Text section —
* * * *

Colorado Laws Regarding Truck Accidents
In Colorado, you have three years to file a claim for accidents involving cars, trucks (also called 18-wheelers and tractor trailers), or other large vehicles. This statute of limitations is subject to a couple of factors that may extend its length.
First, though the three years start ticking at the date and time of the accident, a legal concept known as the “discovery rule” can affect the start date. If an accident victim doesn’t discover an injury until later on, say a month or two after the collision, then the clock doesn’t start ticking until the discovery of the injury.
Second, the statute can be tolled, or delayed, by a variety of circumstances. For instance, the victim, due to injuries, may not be mentally sound enough initially to file suit, the defendant may have declared bankruptcy, and in all cases, if the injured party is under 18 years of age at the time of the accident.
Colorado law requires that accidents must be reported if they result in personal injury, death, or any property damage. Calling 911 will not necessarily result in the police coming to the scene and investigating. For that to happen, there has to be an injury, death, or property damage of $1,000 or more. If the police do show up, try to get a copy of their accident report. For minor fender-benders, accidents can be reported online.
On the personal front, you need to document the accident as thoroughly as possible. Take photos with your cell phone and collect witness contact information, if anyone saw the accident. As soon as possible, jot down everything you remember while it’s still fresh. Keep in mind, your first responsibility is always to take care of the injured party by calling 911 for medical assistance.
Liability for the Accident
Under the principle of vicarious liability, a truck driver who causes an accident due to negligence can subject the trucking company to liability as well. The trucking company will likely have deeper pockets, so this is a route to greater compensation in many cases. The parent company, however, can argue that the driver was an independent contractor — not an employee — or that the driver was not conducting official business at the time.
According to the Federal Motor Carrier Safety Administration (FMCSA), drivers of large trucks are ten times more likely to be the cause of the crash than other factors, such as weather, road conditions, or a faulty vehicle. Of all the factors leading to a truck driver causing an accident, fatigue is the largest contributor at 31%, according to the National Highway Traffic Safety Administration (NHTSA).
Nonetheless, other persons and entities can contribute to a truck accident and be held vicariously liable, including the truck manufacturer, personnel who loaded the cargo, and maintenance personnel. Tire defects, for instance, are the second-leading cause of truck accidents at 30%.
Steps to Take Following the Accident
Your first responsibility is to help anyone who was injured and ensure the safety of all, so seeking medical assistance is your utmost priority. Any injury in an accident also has to be reported to the police to be investigated on-site. If you’re not the victim, then you should begin collecting as much evidence as possible by yourself, as mentioned above.
After you’ve collected all of the available accident information, including your own photos and notes along with any witness information or police report, report the accident to your insurance company. The insurance adjusters will try to low ball your settlement since their bottom line is to save the parent company money. Contact an experienced and knowledgeable personal injury law firm to take over the negotiations and advise you on any further legal actions needed, such as a lawsuit.
If you’re a relative of someone who has been injured in a trucking accident — or worse, has died — you should seek professional legal help immediately.

* * * *

(Dataset records)
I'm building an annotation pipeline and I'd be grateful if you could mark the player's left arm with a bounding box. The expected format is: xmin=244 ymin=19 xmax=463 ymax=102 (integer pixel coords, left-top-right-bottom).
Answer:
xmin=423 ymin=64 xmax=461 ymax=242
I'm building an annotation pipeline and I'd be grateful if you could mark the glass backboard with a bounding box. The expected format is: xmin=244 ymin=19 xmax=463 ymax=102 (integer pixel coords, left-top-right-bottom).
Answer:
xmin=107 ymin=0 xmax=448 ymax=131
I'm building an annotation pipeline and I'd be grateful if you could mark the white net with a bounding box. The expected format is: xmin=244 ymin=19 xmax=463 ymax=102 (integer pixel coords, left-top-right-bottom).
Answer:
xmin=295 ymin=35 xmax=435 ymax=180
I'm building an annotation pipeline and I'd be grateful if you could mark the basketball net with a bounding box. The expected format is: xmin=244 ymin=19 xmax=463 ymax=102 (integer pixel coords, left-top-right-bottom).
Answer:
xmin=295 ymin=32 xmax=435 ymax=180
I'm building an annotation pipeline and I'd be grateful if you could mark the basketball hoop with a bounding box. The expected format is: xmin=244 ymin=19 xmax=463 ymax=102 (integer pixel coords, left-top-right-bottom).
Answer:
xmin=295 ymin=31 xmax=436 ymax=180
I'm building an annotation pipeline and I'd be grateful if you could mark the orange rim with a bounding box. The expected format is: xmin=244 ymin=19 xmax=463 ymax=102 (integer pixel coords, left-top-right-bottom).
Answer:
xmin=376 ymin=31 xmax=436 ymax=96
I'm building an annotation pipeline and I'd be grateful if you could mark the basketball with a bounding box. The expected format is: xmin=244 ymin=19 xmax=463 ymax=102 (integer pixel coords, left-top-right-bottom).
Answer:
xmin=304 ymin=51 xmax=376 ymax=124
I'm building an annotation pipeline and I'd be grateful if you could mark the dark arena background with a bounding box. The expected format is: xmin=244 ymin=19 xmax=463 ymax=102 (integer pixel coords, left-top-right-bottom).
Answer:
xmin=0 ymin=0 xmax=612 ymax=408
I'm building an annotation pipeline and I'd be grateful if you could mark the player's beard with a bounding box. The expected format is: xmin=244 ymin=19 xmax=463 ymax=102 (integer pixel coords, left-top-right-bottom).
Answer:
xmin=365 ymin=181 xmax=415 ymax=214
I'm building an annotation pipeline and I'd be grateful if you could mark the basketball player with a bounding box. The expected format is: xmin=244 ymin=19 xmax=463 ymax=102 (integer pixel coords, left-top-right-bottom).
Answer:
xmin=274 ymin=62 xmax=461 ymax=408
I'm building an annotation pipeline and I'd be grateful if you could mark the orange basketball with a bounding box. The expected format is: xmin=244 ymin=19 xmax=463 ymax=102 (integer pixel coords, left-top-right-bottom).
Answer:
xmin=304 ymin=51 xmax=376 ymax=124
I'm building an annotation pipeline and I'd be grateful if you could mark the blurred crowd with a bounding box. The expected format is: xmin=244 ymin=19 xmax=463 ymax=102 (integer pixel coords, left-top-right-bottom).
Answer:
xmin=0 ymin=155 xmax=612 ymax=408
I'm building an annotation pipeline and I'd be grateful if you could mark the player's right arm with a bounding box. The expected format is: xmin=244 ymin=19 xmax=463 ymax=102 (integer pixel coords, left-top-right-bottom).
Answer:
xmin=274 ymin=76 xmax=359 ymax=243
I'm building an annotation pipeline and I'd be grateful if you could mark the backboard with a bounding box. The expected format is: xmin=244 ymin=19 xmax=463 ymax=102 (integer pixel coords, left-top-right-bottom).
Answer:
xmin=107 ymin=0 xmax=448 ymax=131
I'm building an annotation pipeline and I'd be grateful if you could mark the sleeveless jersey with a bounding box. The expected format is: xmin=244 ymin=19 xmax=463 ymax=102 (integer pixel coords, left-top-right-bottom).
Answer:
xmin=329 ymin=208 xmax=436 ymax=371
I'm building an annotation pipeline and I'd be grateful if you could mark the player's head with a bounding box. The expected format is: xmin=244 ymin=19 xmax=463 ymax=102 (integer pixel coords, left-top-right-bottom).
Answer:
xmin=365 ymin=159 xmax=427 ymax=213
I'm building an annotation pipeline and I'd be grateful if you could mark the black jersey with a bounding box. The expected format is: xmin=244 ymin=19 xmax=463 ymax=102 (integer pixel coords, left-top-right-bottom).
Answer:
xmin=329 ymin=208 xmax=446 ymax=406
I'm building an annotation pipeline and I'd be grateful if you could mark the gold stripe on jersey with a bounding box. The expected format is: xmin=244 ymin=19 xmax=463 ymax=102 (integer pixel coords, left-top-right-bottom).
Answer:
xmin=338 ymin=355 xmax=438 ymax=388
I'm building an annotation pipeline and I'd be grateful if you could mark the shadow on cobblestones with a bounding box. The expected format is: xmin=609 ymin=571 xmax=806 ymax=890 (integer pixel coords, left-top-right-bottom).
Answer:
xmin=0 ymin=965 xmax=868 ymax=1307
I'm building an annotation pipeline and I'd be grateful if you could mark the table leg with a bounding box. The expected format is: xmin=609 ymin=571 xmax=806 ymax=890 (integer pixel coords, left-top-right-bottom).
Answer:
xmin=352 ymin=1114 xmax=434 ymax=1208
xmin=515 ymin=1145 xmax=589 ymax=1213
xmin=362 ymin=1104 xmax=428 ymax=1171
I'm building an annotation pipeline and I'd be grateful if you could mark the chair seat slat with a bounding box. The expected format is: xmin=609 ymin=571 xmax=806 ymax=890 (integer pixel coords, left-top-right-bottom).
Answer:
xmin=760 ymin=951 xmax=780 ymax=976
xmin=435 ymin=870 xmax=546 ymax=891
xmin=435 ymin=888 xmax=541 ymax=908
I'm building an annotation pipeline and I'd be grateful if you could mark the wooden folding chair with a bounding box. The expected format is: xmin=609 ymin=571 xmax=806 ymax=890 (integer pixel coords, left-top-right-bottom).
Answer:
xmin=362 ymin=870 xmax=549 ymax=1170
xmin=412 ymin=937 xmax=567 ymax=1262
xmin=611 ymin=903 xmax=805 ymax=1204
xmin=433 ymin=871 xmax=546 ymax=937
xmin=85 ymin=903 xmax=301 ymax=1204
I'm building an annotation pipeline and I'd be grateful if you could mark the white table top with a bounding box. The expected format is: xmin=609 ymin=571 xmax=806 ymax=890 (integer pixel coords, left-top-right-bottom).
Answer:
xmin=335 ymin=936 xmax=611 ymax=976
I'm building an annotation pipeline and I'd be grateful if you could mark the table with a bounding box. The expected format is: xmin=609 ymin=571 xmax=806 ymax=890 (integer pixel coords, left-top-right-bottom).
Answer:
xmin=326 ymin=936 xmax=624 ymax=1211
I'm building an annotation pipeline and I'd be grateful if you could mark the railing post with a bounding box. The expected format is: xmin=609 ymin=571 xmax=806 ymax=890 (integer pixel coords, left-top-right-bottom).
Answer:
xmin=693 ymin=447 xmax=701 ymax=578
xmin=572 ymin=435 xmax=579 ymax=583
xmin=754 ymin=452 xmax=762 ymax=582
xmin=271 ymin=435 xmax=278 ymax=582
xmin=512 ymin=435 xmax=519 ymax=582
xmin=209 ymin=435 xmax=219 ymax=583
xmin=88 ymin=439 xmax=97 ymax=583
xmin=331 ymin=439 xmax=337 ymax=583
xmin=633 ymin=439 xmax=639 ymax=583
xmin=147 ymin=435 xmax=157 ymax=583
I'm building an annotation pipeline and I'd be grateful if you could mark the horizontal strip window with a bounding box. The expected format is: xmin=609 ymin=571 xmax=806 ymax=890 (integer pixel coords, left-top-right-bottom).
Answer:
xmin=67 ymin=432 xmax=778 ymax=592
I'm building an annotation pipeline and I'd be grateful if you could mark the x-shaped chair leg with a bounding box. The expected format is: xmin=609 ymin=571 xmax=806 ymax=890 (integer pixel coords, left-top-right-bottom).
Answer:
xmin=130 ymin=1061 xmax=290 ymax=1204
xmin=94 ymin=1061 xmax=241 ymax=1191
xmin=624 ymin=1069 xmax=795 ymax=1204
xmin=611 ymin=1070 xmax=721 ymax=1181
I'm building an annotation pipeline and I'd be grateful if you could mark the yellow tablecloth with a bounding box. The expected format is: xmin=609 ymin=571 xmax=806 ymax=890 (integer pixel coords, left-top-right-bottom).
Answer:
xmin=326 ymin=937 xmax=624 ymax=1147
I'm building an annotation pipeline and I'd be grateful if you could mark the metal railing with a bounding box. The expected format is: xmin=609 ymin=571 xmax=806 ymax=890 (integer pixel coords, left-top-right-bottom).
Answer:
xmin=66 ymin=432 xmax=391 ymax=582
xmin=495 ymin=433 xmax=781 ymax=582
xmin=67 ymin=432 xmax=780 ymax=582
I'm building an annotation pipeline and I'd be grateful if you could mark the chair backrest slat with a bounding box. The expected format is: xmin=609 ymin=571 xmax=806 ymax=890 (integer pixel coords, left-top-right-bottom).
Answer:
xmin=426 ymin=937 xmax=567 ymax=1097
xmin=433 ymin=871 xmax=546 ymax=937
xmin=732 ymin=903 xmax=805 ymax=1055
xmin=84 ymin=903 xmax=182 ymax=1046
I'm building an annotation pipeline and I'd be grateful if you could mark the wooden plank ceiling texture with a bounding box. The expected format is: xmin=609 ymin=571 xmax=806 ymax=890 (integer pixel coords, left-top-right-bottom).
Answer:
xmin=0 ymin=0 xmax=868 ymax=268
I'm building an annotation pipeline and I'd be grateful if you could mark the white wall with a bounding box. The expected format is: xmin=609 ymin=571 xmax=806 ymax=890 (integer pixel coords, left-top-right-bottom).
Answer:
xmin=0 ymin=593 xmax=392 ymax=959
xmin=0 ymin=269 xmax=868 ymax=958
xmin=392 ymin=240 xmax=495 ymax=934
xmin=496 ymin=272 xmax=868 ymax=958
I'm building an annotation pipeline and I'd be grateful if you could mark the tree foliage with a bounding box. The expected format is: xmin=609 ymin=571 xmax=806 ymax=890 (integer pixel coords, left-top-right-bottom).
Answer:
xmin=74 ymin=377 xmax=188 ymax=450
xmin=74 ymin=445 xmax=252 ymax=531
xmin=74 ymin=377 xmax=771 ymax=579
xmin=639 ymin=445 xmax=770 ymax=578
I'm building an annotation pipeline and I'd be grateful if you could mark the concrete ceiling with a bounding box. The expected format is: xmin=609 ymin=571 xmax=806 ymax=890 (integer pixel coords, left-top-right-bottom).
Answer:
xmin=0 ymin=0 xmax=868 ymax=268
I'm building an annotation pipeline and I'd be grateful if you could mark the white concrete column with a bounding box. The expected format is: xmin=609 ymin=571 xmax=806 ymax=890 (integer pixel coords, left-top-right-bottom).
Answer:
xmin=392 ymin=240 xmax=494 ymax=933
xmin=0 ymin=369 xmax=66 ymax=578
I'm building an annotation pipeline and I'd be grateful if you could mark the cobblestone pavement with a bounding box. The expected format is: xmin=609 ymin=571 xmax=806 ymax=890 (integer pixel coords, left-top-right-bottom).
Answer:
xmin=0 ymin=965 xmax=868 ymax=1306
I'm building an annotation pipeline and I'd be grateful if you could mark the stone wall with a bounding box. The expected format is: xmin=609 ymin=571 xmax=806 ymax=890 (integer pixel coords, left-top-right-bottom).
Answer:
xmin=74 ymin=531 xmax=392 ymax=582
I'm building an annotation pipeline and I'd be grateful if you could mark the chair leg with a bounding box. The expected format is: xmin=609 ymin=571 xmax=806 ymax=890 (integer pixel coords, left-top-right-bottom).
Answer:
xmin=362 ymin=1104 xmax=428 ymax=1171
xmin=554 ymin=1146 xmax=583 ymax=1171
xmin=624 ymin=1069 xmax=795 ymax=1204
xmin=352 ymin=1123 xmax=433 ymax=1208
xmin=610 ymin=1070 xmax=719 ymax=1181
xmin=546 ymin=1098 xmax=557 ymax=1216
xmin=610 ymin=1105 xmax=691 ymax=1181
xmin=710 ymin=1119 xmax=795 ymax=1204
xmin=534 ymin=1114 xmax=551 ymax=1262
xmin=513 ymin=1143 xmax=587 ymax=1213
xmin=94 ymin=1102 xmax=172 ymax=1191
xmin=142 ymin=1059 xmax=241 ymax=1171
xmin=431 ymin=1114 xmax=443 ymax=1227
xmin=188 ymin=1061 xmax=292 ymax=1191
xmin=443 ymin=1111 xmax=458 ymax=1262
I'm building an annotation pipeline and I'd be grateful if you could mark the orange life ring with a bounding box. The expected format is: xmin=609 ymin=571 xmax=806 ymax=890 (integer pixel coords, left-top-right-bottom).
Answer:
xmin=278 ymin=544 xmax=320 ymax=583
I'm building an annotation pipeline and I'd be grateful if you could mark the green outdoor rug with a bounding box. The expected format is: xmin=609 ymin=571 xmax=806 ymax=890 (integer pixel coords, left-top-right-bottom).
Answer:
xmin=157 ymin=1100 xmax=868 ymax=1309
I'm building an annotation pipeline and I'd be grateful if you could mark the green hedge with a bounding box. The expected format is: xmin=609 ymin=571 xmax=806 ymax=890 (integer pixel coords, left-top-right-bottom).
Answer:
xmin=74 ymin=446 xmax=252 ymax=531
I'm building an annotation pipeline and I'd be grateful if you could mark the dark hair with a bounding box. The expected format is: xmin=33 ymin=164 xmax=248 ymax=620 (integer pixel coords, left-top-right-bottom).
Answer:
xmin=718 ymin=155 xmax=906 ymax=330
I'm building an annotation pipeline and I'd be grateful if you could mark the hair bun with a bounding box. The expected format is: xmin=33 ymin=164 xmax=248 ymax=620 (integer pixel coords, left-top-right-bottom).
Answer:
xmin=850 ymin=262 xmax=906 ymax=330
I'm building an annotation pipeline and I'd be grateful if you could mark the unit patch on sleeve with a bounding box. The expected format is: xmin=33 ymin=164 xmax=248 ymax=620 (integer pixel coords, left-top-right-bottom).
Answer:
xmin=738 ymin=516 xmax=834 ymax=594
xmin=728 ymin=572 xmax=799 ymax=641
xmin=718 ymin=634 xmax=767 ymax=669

* * * *

Work to complete —
a – Answer these questions from the text on Colorado truck accident laws:
(i) How long does a person in Colorado have to file a claim for a truck accident?
(ii) What minimum amount of property damage is needed for the police to come to the scene and investigate?
(iii) According to the NHTSA, what is the largest contributor to a truck driver causing an accident, and at what percentage?
b – According to the text on Colorado truck accident laws, why can holding the trucking company liable matter to an accident victim?

Answers —
a –
(i) Three years.
(ii) $1,000 or more.
(iii) Fatigue, at 31%.

b – Under vicarious liability, a driver's negligence can make the trucking company liable as well. The company will likely have deeper pockets, so in many cases this is a route to greater compensation.